Extract each line below that contains the string "integer".

===== Data supplied

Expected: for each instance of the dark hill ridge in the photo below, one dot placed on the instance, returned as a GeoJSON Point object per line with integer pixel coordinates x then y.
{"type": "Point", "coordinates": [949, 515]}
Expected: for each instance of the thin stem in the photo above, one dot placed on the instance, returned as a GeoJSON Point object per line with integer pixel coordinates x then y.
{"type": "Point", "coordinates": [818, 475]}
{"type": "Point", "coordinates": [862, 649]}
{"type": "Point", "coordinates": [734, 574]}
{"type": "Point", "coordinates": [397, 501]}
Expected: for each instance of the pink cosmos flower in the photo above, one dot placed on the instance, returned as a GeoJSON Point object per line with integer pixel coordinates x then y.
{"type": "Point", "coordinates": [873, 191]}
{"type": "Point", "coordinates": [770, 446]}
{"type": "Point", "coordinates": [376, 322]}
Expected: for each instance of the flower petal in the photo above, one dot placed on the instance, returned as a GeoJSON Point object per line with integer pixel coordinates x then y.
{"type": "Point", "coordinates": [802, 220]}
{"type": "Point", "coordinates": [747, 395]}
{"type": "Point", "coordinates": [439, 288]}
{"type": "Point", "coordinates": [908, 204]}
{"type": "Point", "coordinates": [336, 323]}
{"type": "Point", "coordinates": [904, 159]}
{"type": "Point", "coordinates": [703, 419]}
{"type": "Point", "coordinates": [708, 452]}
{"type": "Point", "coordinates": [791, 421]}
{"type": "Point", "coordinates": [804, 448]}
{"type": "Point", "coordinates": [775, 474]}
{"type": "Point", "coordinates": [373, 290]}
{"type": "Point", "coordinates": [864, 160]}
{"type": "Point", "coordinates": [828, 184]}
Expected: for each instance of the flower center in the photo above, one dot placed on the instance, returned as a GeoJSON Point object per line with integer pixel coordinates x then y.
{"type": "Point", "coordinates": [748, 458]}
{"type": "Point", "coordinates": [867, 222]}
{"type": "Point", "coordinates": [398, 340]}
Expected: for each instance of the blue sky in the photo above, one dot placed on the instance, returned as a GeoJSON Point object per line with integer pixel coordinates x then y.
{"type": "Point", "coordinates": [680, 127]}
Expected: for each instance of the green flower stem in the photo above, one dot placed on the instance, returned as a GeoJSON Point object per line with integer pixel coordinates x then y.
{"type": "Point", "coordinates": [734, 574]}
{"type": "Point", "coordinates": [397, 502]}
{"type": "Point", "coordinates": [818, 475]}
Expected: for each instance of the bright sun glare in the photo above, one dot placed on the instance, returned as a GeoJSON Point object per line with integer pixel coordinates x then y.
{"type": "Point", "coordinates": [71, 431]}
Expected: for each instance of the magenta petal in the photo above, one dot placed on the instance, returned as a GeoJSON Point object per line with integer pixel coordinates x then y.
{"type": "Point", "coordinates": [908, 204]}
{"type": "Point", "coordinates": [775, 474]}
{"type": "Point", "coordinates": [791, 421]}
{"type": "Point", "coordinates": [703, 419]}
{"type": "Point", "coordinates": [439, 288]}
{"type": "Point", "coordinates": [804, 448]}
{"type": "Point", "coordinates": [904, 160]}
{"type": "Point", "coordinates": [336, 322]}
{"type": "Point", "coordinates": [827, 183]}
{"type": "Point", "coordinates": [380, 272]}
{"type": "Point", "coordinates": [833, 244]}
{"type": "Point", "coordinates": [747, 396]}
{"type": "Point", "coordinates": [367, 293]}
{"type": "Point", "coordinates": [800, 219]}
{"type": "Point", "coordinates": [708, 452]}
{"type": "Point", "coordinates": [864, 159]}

==========

Response for this exercise>
Expected: for each instance of the dark hill ridge in the photo below, one dot placed on the instance, returned as a GeoJSON Point object per line with integer pixel coordinates x then y.
Expected: for each instance of the thin stem in the photo above, one dot placed on the instance, returned as a GeoJSON Point object per line with integer pixel coordinates x then y.
Expected: for each instance of the pink cosmos flower in the photo above, one dot placed on the instance, returned as a GeoJSON Point object per line with integer pixel coordinates x then y.
Expected: for each instance of the flower petal in the photo above, one dot placed on the instance, returned as a GeoJSON Point object per line with integer pixel coordinates x then y.
Expected: for each instance of the flower center in the photo above, one dot placed on the instance, returned as a GeoJSON Point object per line with integer pixel coordinates x then y.
Expected: for each instance of the blue sky in the photo above, one dot placed on the instance, returned as a GeoJSON Point object per line with integer pixel coordinates x then y.
Expected: for each instance of the green flower stem in the photo above, one dot placed on the instance, returned as a GeoJSON Point object per line with integer pixel coordinates x then y.
Expected: for each instance of the bright sun glare in the photo above, one dot placed on the instance, returned as a GeoJSON Point object per line with integer pixel coordinates x then y.
Expected: for each instance of the magenta petal in the photo above, one dot placed on the instance, returned as a GeoJSON Point object per line with integer pixel coordinates x then y.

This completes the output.